[Dataset rows]
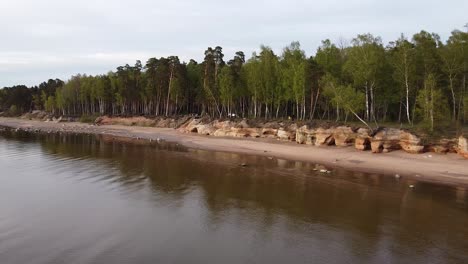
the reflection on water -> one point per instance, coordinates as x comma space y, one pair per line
95, 199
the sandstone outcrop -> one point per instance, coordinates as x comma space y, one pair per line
463, 147
383, 140
410, 142
362, 141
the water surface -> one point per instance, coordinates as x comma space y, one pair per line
90, 199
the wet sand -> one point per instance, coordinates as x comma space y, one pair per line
448, 169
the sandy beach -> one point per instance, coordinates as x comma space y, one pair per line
442, 168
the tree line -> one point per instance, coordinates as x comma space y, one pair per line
410, 80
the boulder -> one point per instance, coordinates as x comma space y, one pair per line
301, 135
324, 137
344, 136
463, 147
191, 126
411, 143
269, 132
444, 146
245, 132
386, 140
283, 134
362, 141
205, 129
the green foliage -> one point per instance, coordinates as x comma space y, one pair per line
415, 81
13, 111
432, 108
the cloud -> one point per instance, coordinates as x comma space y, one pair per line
56, 38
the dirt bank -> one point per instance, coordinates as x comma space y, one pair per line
443, 168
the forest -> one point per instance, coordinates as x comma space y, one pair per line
412, 81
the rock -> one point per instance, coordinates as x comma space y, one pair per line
324, 137
344, 136
205, 129
463, 147
191, 126
410, 143
269, 132
386, 140
283, 134
444, 146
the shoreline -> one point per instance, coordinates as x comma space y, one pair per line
450, 168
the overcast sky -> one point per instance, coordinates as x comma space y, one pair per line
58, 38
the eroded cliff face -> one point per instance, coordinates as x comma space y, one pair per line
463, 147
380, 141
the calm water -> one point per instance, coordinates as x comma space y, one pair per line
85, 199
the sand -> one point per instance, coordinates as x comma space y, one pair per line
441, 168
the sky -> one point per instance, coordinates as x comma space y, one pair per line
47, 39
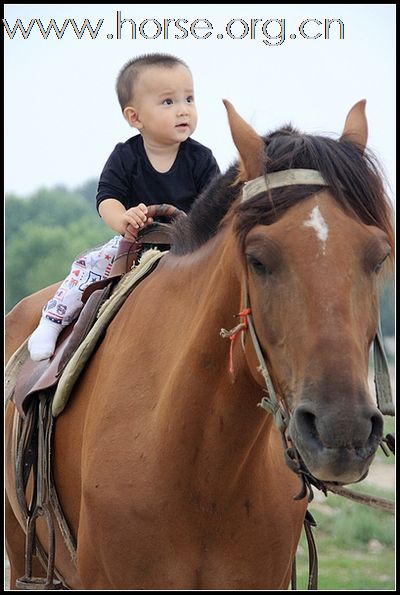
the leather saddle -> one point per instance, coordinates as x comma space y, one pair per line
35, 377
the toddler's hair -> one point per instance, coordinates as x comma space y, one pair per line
129, 72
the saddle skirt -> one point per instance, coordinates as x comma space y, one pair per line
25, 378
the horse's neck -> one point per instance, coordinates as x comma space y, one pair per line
214, 412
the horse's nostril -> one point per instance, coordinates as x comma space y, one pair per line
376, 426
306, 423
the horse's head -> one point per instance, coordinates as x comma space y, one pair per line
313, 246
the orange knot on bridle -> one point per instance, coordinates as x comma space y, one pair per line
234, 333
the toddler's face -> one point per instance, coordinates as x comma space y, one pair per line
164, 100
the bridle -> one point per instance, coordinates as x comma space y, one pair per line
277, 406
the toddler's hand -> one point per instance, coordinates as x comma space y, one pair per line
137, 216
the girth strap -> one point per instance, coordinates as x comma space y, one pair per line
34, 455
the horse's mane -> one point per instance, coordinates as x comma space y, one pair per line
353, 175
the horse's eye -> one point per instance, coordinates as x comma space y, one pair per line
380, 264
257, 266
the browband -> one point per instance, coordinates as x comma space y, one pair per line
278, 179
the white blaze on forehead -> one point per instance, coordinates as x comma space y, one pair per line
317, 222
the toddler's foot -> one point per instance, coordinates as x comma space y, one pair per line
42, 342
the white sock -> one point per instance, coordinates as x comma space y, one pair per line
42, 342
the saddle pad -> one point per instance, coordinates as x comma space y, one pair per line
107, 312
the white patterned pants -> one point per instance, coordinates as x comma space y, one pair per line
92, 266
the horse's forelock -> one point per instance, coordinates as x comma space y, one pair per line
353, 175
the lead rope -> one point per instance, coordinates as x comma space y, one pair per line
277, 407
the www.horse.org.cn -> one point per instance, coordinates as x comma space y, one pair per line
272, 32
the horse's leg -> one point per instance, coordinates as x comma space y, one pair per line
22, 320
15, 547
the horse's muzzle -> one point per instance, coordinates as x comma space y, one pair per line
339, 447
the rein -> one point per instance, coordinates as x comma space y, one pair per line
277, 406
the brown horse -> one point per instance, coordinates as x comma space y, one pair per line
168, 473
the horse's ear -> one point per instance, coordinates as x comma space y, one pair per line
249, 144
356, 125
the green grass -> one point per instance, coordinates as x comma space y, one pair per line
355, 545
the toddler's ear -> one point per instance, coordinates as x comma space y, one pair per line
132, 117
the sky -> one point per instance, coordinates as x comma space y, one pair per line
277, 63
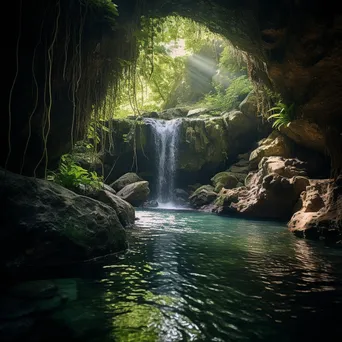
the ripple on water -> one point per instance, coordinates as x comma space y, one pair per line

**TO DO:**
Rewrite the listing above, changing every "one pair per line" to "one pair on each line" and keeping everything else the same. Omit the pictures from your answer.

**EXERCISE ANSWER:**
the reflection on water -> one point per instance, coordinates as x comma space y, one pair on each line
95, 199
the sandstone outcrop -> one point per instance, coordinates as x comma space y, one pair on each line
463, 147
383, 140
410, 142
362, 141
the water surface -> one point per instance, coordinates as x comma space y, one pair on each line
90, 199
the wet sand -> one point per instance, coordinates as x comma space y, one pair on each line
448, 169
the sandy beach -> one point per instance, coordinates as x comma space y, one pair on each line
442, 168
the tree line -> one point per instance, coordinates as x comma space y, one pair on each line
410, 80
the boulder -> one point per instance, coordinates as x comma space y, one pair on each line
301, 135
324, 137
344, 136
463, 147
191, 126
411, 143
269, 132
444, 146
245, 132
386, 140
283, 134
362, 141
205, 129
the green foliage -> one point per instance, coordinates as x comma space y, one pair on each line
415, 81
13, 111
432, 108
the cloud -> one point per instance, coordinates as x comma space y, one pair on each line
56, 38
the dirt bank -> one point per instance, coordinates as x comma space y, one pair on each line
443, 168
the forest -> one point per instance, coordinates as x comma space y, one pair on each line
412, 81
the rock -> one point per instance, coordinates as x comma space y, one pair on each line
324, 137
344, 136
205, 129
463, 147
191, 126
410, 143
269, 132
386, 140
283, 134
444, 146
the shoreline -> one point per instance, coordinates as x comma space y, one pair on each line
450, 168
the overcast sky -> one point per instance, coordinates as x comma space y, one pair on each line
58, 38
the eroded cliff face -> one point per instance, coordinates as x comma space y, one pair on each line
463, 147
380, 141
the calm water -> one point per instance, coordinates as x comma space y, one pair on each line
85, 199
the sand -> one point per instance, coordinates as x comma space y, one pair on each line
441, 168
the sky -> one point per instance, coordinates as x comma space y, one pair on each line
47, 39
the leather saddle -> one point per instance, coordinates as x comma space y, one pair on each line
35, 377
the toddler's hair -> one point per instance, coordinates as x comma space y, one pair on each line
129, 72
the saddle skirt -> one point per instance, coordinates as x comma space y, one pair on each line
25, 378
the horse's neck -> one point per instance, coordinates as x comma space y, one pair on each line
214, 412
the horse's nostril -> one point per instance, coordinates as x comma space y, one pair on each line
376, 426
306, 423
the horse's head -> one point per instance, coordinates as x comma space y, one pair on each line
313, 246
the orange knot on bridle -> one point per instance, coordinates as x comma space y, one pair on each line
234, 333
the toddler's face -> one point per instance, coordinates as x comma space y, one pair on each line
164, 100
the bridle -> one point per instance, coordinates as x comma space y, one pair on each line
277, 406
the toddler's hand -> one point per instance, coordinates as x comma space y, one pair on each line
137, 216
the girth strap -> one point per instance, coordinates as x comma space y, one pair on each line
34, 455
the horse's mane -> one point per instance, coordinates as x comma space y, one pair on each line
353, 175
the horse's eye -> one point per instance, coordinates as x comma space y, one pair on each line
380, 264
257, 266
the browband -> one point per instance, coordinates as x comma space y, one pair on each line
278, 179
the white blaze on forehead -> one point per instance, coordinates as x comma space y, one pair on each line
317, 222
the toddler's foot -> one point per instance, coordinates as x comma space y, one pair on each line
42, 342
the white sock -> one point per instance, coordinates as x comma space y, one pair on each line
42, 342
the saddle pad -> one point per instance, coordinates as x comma space y, one pair on each line
107, 312
the white patterned pants -> one point per instance, coordinates as x comma space y, one pair on each line
92, 266
the horse's forelock -> one point per instance, coordinates as x comma space y, one pair on each line
353, 175
the lead rope -> one point per instance, coordinates as x comma space y, one pair on each line
277, 407
the www.horse.org.cn -> one point per instance, coordinates as x comma space y, one pair on each line
272, 32
the horse's leg -> one point per instance, coordinates as x comma space y, one pair on each line
22, 320
15, 547
the horse's muzzle -> one point per instance, coordinates as x comma space y, one pair on each line
339, 447
the rein -> one point per instance, coordinates as x comma space y, one pair on each line
277, 406
the brown horse -> one point per instance, coordinates as x comma space y, one pair on each line
168, 473
the horse's ear -> one point per instance, coordinates as x comma space y, one pair on each line
249, 144
356, 125
the green grass -> one point per instance, coordinates as x comma space y, one pair on each line
355, 545
the toddler's ear -> one point per instance, coordinates as x comma space y, one pair on each line
132, 117
the sky -> one point per instance, coordinates as x comma space y, one pair on each line
277, 63
the ripple on water -> one point per instance, coordinates as x comma space y, one pair on each line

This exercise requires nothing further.